▸ **EXERCISE REQUIREMENTS**:
1. In the passage on whole-body MRI for infections in infants, why does the success of ultrasonography depend on the clinician choosing the correct anatomic site? Answer in one to three sentences.
2. Render this sentence from the passage on whole-body MRI for infections in infants into Spanish: "CT scans offer the ability to image multiple sites but require increased radiation exposure and administration of potentially nephrotoxic contrast media."
3. Extend the passage on whole-body MRI for infections in infants, starting after its final sentence.

The location of invasive infections is difficult to detect in infants, in part due to their inability to localize signs and symptoms. However, identifying the location often significantly alters clinical management by extending the duration of antibiotic therapy or revealing a source requiring surgical intervention. Compared with commonly used first-line imaging techniques such as radiographs and ultrasounds, MRI has higher sensitivity for identifying invasive infections and allows for simultaneous evaluation of multiple foci. We present 2 cases in which whole-body screening MRI was used in neonates to identify invasive sources of infection, including one in which traditional modalities failed to detect multiple clinically significant sources. We posit that whole-body screening MRI merits consideration as a potential first-line imaging method when investigating invasive infections in infants.
- CT —
- computerized tomography
- MRSA —
- methicillin-resistant Staphylococcus aureus
There is a high risk of infection in the newborn population. Preterm infants have an even greater risk of infection than their term counterparts due to a more immature immune system, prolonged hospitalizations, and multiple invasive procedures and indwelling devices. Although infections are commonly recognized in infants, identifying the source can be challenging, especially without localizing signs or pain. However, identification of an invasive infection such as a soft tissue infection, osteomyelitis, septic arthritis, or a surgical site infection can influence clinical management by extending the duration of antibiotic therapy or revealing the potential need for surgical intervention.
Currently, radiographs, ultrasonography, and computerized tomography (CT) scans are the most common imaging modalities used to detect invasive infections. Clinically significant radiographic findings are generally limited to skeletal abnormalities, and radiographs have poor sensitivity for locating invasive infections such as osteomyelitis in neonates.1 The sensitivity of ultrasonography is unknown in infants, and because whole-body ultrasonography is impractical, the success of this modality depends on the clinician recognizing the correct anatomic site to study. CT scans offer the ability to image multiple sites but require increased radiation exposure and administration of potentially nephrotoxic contrast media. To move past these limitations, we present 2 cases of newborns in which whole-body screening MRI was used as an alternate method to detect multifocal infection.

▸ **DATA SECTION**:
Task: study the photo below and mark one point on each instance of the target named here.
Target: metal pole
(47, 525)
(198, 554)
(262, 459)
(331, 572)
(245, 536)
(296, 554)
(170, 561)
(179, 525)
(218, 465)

▸ **RESPONSES FOR EACH TASK**:
1. Whole-body ultrasonography is impractical. Only the site the clinician decides to examine gets imaged, so an infection elsewhere can be missed.

2. Las tomografías computarizadas ofrecen la posibilidad de obtener imágenes de múltiples sitios, pero requieren una mayor exposición a la radiación y la administración de medios de contraste potencialmente nefrotóxicos.

3.
The infant was the older sibling of twins born at 23 and 5/7 weeks, with a birth weight of 604 g. On day of life 7, she developed Escherichia coli bacteremia that was treated, but on day of life 26, purulent drainage was noted upon removal of a left axillary peripherally inserted central catheter. The infant was started on vancomycin and tobramycin, and her blood culture specimen grew both E coli and methicillin-resistant Staphylococcus aureus (MRSA). The E coli cleared after 1 day of antibiotic treatment, but MRSA continued to grow from daily blood culture specimens despite drainage of a clinically detected right thigh abscess on day of life 28. Her cerebrospinal fluid was also positive for MSRA. She required a high dose of vancomycin (70–72 mg/kg/d) to maintain trough levels of 15.6 to 19.1 μg/mL. In addition, the minimum inhibitory concentration of the MRSA strain was low, suggesting high susceptibility. The infant received 2 doses of adjunctive linezolid with no improvement. An evaluation was performed on days of life 32 to 34 to assess for occult infection, but no source of infection was found; that is, no abscess on head or abdominal ultrasound, no vegetation on echocardiogram, and no osteomyelitis changes on radiographic skeletal survey. After 8 days of bacteremia, the patient was transferred for further evaluation on day of life 34.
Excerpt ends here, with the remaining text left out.